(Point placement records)
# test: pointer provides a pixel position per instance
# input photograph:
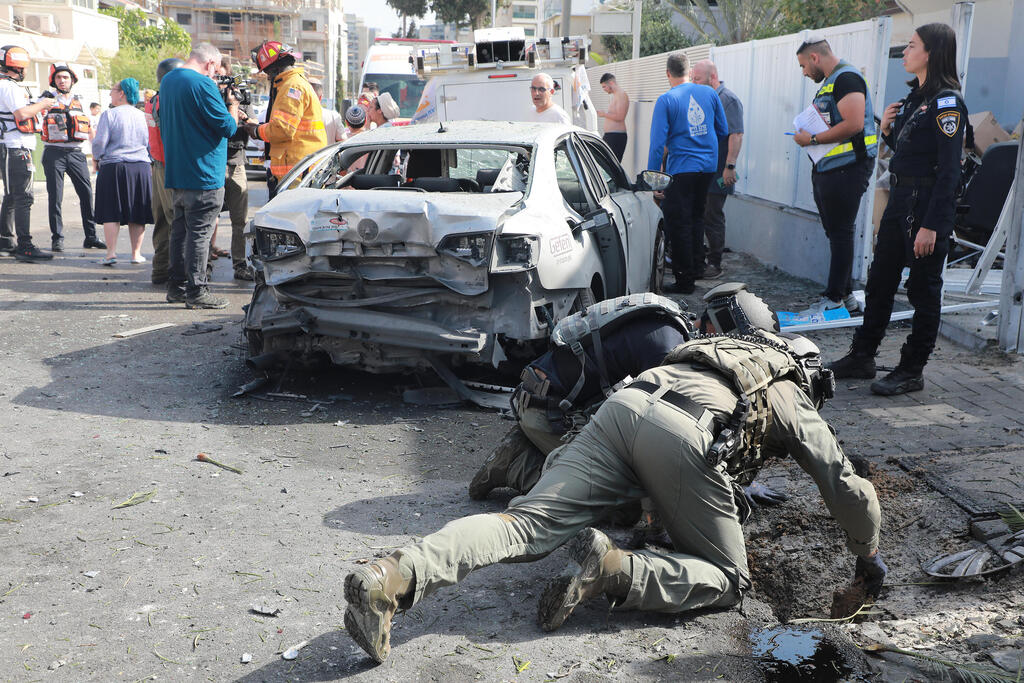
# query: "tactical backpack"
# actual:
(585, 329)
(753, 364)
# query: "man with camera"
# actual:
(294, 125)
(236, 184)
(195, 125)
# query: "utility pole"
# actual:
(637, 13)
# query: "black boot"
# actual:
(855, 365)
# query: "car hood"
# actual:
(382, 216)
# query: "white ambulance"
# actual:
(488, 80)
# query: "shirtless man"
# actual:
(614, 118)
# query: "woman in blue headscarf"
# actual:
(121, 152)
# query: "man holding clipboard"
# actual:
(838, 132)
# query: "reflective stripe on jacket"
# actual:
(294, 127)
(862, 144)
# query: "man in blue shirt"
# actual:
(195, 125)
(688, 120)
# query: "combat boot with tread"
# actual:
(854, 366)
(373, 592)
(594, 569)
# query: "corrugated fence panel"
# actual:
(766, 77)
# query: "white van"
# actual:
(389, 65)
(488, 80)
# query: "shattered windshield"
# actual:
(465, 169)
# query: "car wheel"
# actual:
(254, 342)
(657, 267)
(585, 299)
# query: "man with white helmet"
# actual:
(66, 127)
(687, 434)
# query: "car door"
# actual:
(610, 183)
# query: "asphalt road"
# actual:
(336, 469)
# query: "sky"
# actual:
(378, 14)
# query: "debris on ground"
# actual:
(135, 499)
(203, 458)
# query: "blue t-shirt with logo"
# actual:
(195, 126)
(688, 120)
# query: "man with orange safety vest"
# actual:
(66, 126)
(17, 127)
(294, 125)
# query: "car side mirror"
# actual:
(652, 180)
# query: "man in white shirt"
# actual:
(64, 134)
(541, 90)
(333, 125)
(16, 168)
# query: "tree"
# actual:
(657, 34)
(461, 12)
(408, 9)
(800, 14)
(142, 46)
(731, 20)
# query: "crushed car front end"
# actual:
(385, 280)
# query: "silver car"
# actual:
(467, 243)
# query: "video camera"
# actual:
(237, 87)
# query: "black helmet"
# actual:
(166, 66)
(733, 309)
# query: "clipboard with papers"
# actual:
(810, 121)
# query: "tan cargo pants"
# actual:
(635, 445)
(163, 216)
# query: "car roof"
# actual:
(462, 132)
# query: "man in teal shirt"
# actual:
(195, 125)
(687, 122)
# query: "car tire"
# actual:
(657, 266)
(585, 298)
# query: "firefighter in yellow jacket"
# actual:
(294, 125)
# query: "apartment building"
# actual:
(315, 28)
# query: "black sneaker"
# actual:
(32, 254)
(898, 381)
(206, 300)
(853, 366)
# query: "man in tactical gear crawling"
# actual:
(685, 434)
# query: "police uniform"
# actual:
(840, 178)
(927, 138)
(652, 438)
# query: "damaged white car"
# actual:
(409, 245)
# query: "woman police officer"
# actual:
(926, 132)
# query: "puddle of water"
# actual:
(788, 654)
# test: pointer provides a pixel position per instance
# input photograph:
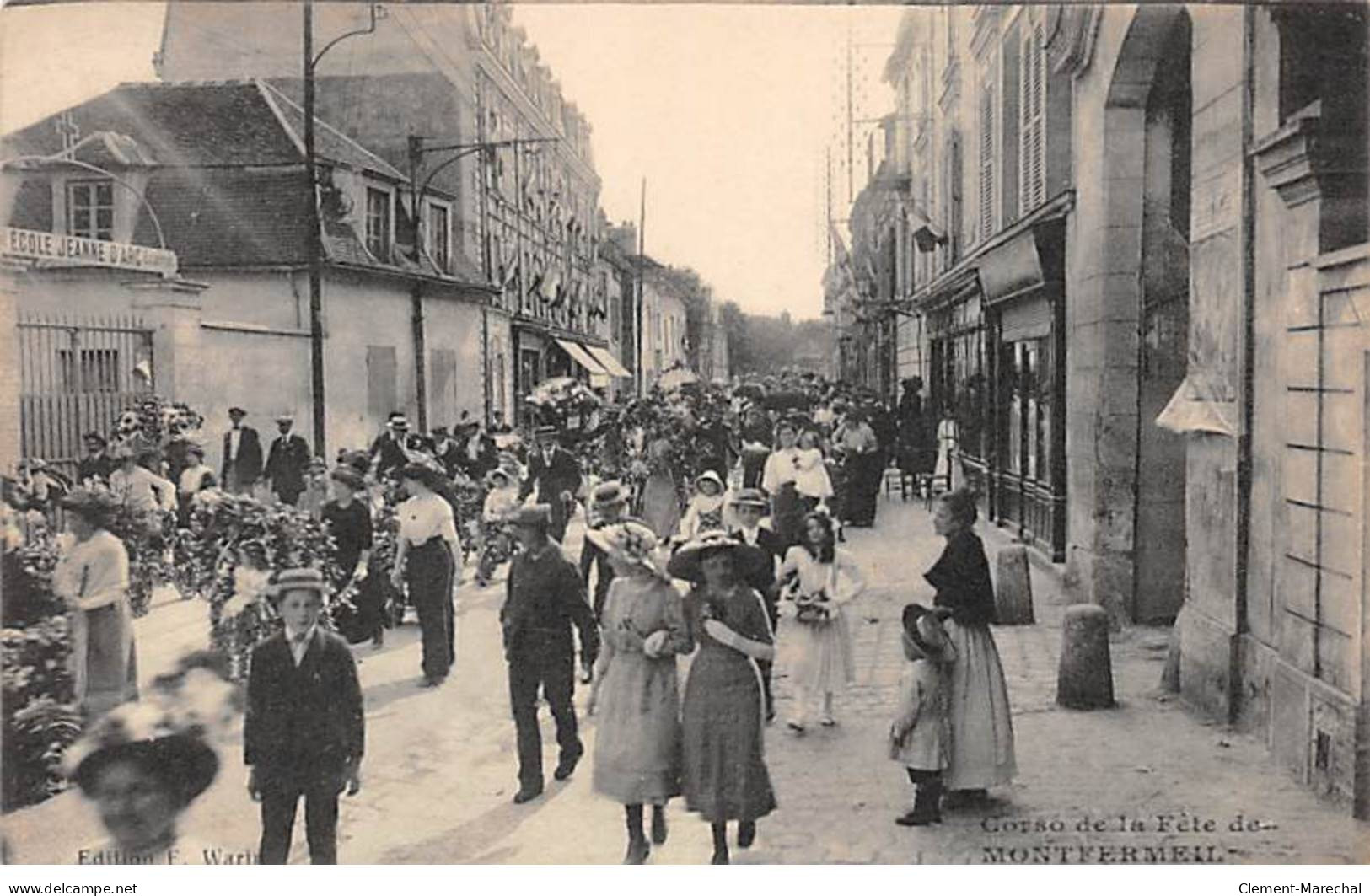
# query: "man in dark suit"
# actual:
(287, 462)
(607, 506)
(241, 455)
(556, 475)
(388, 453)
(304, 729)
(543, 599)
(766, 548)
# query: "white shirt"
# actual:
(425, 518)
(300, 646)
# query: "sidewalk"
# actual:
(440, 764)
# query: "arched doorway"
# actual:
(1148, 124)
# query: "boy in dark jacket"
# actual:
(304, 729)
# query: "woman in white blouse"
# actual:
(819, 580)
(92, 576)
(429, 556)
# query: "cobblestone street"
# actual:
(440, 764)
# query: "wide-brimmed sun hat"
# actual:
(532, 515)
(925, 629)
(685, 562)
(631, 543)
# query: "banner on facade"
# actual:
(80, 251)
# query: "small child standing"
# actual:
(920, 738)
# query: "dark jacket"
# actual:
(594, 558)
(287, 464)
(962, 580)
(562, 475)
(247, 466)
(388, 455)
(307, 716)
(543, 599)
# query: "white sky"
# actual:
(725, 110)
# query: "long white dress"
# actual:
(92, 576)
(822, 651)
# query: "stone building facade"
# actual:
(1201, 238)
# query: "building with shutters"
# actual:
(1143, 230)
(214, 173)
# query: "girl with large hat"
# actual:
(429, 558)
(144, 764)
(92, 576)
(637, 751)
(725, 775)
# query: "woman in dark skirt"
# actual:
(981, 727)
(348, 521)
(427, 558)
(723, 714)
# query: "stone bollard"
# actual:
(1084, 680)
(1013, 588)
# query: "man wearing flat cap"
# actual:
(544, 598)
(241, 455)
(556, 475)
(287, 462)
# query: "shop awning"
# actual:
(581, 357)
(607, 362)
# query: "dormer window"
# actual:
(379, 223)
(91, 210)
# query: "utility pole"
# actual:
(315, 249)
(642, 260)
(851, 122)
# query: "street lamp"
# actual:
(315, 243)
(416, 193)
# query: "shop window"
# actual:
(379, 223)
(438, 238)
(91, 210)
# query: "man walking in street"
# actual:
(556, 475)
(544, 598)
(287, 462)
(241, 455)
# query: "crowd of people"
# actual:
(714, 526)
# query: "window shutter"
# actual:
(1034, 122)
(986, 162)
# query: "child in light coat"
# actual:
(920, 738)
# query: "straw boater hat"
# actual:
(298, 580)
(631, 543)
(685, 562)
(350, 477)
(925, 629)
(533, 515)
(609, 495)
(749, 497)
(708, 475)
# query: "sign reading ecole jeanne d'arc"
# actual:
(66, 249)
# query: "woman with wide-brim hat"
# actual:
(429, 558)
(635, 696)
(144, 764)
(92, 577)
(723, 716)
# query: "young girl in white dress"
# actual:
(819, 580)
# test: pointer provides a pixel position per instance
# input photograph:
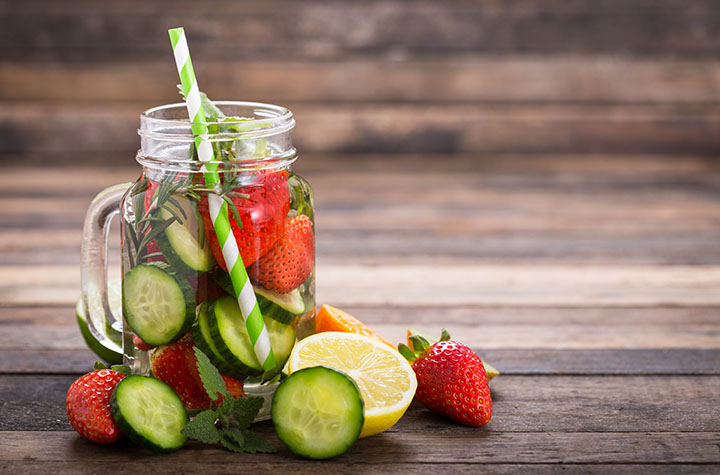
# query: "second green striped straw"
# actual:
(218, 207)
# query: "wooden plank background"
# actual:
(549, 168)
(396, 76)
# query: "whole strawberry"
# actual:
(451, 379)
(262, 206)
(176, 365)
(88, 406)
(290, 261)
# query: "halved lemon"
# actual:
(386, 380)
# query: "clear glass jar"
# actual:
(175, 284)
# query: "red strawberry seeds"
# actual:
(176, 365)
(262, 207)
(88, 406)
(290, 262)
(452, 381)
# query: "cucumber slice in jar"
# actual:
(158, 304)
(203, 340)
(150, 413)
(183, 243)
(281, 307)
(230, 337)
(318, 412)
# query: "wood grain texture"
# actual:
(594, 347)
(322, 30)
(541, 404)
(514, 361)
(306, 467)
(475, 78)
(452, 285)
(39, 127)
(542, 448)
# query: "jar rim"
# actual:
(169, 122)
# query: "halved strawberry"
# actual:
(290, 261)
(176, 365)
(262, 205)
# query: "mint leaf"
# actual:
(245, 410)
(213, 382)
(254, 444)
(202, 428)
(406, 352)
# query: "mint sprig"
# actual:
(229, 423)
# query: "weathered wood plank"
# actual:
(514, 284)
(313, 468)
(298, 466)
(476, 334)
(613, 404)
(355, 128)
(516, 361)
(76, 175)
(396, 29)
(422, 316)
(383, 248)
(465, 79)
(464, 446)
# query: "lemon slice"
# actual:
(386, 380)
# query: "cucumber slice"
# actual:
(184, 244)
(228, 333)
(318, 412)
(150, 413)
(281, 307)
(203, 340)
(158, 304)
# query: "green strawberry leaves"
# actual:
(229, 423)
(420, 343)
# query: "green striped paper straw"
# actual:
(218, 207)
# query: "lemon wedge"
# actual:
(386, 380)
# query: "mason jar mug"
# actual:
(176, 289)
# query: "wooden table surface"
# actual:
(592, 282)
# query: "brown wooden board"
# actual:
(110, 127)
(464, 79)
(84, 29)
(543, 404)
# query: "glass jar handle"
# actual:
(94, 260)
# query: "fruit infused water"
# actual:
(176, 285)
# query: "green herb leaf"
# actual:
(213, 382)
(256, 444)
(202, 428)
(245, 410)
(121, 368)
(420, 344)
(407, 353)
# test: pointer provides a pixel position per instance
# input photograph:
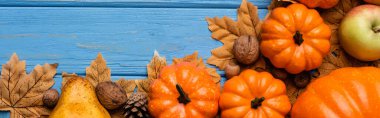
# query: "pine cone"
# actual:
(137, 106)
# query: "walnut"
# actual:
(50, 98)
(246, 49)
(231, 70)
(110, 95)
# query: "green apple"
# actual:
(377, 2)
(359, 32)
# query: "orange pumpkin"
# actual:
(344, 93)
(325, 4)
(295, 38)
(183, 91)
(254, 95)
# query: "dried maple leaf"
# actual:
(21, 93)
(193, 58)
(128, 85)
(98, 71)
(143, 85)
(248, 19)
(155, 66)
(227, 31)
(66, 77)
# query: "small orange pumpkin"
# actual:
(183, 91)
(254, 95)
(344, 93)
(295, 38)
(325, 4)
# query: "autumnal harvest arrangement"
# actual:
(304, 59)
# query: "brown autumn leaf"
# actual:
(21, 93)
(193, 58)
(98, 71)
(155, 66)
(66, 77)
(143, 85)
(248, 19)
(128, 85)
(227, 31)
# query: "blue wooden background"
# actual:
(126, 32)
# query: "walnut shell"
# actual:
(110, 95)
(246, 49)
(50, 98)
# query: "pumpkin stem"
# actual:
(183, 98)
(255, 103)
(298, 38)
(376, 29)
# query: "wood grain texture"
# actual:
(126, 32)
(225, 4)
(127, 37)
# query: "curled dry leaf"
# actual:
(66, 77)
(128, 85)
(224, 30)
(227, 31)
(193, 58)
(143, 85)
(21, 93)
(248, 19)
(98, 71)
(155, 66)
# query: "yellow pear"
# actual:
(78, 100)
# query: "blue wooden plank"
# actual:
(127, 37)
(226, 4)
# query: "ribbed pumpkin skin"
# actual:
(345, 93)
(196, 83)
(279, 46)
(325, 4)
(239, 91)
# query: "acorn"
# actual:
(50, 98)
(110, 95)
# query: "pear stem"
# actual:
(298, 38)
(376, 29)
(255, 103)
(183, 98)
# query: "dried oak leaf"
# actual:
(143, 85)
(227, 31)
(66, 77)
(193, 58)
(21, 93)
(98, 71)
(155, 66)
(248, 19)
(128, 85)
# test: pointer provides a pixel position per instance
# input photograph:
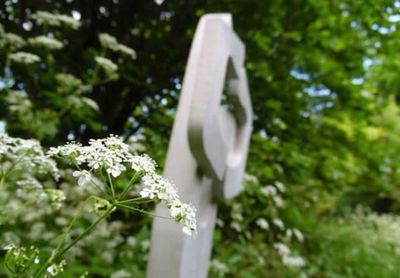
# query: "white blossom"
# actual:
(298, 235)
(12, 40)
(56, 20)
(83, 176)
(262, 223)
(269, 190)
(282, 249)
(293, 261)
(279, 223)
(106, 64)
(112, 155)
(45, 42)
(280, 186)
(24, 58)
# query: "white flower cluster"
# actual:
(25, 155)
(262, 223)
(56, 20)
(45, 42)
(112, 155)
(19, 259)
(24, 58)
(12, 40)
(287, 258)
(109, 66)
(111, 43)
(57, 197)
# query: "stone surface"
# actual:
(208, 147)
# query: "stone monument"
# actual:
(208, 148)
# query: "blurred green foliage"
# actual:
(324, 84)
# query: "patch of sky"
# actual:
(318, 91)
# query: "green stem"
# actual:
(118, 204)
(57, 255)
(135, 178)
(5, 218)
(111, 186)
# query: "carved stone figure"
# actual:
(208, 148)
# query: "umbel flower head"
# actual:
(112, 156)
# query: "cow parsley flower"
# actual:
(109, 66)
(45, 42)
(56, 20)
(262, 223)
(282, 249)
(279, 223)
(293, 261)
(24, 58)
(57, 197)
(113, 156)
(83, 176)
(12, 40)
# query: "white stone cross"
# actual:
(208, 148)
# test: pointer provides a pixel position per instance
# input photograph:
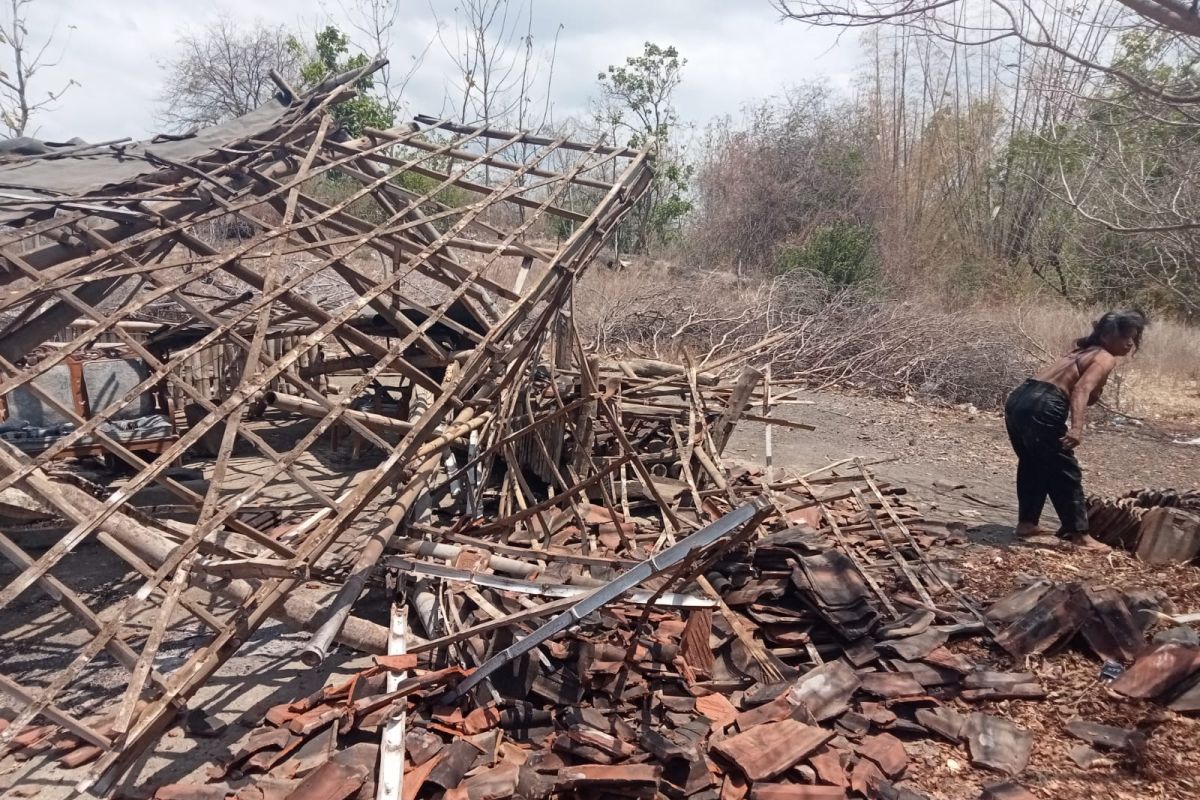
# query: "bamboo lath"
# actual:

## Exercise instructions:
Pull out each line of the material that contains the string "striped", copying every such line in full.

## Exercise output:
# query: "second green striped straw"
# query: "green striped paper straw"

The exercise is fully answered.